• WRITTEN INSTRUCTION: Write each record again exactly as it stands.

•••••

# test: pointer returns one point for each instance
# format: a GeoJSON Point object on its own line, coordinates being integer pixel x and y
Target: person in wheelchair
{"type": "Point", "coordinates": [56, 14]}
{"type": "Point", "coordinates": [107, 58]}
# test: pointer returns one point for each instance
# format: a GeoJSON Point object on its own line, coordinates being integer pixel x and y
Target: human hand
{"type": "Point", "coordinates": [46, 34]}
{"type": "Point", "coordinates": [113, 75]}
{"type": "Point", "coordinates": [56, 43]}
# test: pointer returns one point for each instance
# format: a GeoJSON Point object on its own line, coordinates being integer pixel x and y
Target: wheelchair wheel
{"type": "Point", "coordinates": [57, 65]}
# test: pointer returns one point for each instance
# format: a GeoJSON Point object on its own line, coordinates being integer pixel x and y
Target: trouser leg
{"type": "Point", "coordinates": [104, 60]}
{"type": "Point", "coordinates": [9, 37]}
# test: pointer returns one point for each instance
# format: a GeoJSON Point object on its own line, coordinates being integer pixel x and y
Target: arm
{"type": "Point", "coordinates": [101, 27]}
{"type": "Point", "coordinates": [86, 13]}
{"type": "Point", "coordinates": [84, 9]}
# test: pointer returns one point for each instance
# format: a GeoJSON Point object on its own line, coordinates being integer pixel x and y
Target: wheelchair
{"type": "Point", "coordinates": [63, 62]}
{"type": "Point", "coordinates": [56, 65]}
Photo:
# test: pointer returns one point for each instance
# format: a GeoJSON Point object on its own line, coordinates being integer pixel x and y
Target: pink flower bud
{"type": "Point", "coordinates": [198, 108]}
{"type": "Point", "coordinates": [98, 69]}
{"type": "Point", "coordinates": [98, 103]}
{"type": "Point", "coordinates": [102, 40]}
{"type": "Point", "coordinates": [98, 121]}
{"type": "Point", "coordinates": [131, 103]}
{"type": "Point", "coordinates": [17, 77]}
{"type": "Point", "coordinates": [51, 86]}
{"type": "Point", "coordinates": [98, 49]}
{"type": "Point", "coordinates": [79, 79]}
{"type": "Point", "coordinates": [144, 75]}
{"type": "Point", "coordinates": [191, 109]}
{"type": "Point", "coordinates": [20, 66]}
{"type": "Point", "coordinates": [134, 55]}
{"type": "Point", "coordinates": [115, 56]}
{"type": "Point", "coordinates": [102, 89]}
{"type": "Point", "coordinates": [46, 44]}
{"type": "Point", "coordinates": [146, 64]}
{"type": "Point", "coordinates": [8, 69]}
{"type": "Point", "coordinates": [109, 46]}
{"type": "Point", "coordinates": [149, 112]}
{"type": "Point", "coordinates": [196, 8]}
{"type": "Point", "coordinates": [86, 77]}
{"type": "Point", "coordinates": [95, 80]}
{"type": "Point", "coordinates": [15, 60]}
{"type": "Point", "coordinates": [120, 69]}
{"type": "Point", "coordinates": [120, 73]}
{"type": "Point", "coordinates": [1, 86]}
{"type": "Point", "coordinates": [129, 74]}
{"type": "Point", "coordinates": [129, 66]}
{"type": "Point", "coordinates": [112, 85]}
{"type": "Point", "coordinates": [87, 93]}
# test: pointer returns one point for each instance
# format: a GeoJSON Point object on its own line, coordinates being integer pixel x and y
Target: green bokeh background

•••••

• CORRECT ANSWER:
# test: pointer returns one point for each instance
# format: a GeoJSON Point object on its own line, coordinates being integer pixel x and y
Target: person in wheelchair
{"type": "Point", "coordinates": [56, 14]}
{"type": "Point", "coordinates": [107, 58]}
# test: pointer returns one point for each instance
# format: a GeoJSON Point object on its own line, coordinates being integer pixel x and y
Target: human hand
{"type": "Point", "coordinates": [46, 34]}
{"type": "Point", "coordinates": [113, 75]}
{"type": "Point", "coordinates": [56, 43]}
# test: pointer returns one point for each instance
# format: a GeoJSON Point object on its own line, coordinates being integer pixel x and y
Target: wheelchair wheel
{"type": "Point", "coordinates": [57, 65]}
# test: pointer returns one point for each instance
# format: a GeoJSON Point object on its own line, coordinates being integer pixel x and y
Target: trouser leg
{"type": "Point", "coordinates": [104, 60]}
{"type": "Point", "coordinates": [9, 37]}
# test: pointer returns one point for each instance
# format: a GeoJSON Point object on its own line, coordinates being integer pixel x and y
Target: arm
{"type": "Point", "coordinates": [101, 27]}
{"type": "Point", "coordinates": [86, 13]}
{"type": "Point", "coordinates": [84, 9]}
# test: pointer returns one point for each instance
# format: a GeoJSON Point object on its own line, coordinates being integer pixel x and y
Target: wheelchair
{"type": "Point", "coordinates": [63, 62]}
{"type": "Point", "coordinates": [56, 65]}
Photo:
# test: pointer returns one point for each instance
# format: a GeoJSON Point object on its own line, coordinates being integer pixel x and y
Target: pink flower bud
{"type": "Point", "coordinates": [198, 108]}
{"type": "Point", "coordinates": [98, 69]}
{"type": "Point", "coordinates": [98, 103]}
{"type": "Point", "coordinates": [102, 40]}
{"type": "Point", "coordinates": [98, 121]}
{"type": "Point", "coordinates": [131, 103]}
{"type": "Point", "coordinates": [17, 77]}
{"type": "Point", "coordinates": [51, 86]}
{"type": "Point", "coordinates": [98, 49]}
{"type": "Point", "coordinates": [79, 79]}
{"type": "Point", "coordinates": [144, 75]}
{"type": "Point", "coordinates": [191, 109]}
{"type": "Point", "coordinates": [20, 66]}
{"type": "Point", "coordinates": [134, 55]}
{"type": "Point", "coordinates": [115, 56]}
{"type": "Point", "coordinates": [102, 89]}
{"type": "Point", "coordinates": [46, 44]}
{"type": "Point", "coordinates": [146, 64]}
{"type": "Point", "coordinates": [8, 69]}
{"type": "Point", "coordinates": [109, 46]}
{"type": "Point", "coordinates": [149, 112]}
{"type": "Point", "coordinates": [196, 8]}
{"type": "Point", "coordinates": [86, 77]}
{"type": "Point", "coordinates": [95, 80]}
{"type": "Point", "coordinates": [15, 60]}
{"type": "Point", "coordinates": [120, 69]}
{"type": "Point", "coordinates": [120, 73]}
{"type": "Point", "coordinates": [1, 86]}
{"type": "Point", "coordinates": [129, 74]}
{"type": "Point", "coordinates": [129, 66]}
{"type": "Point", "coordinates": [112, 85]}
{"type": "Point", "coordinates": [87, 93]}
# test: pointer returns one point for each instance
# format: a GeoJSON Point object on its own line, coordinates being integer pixel x and y
Target: green bokeh background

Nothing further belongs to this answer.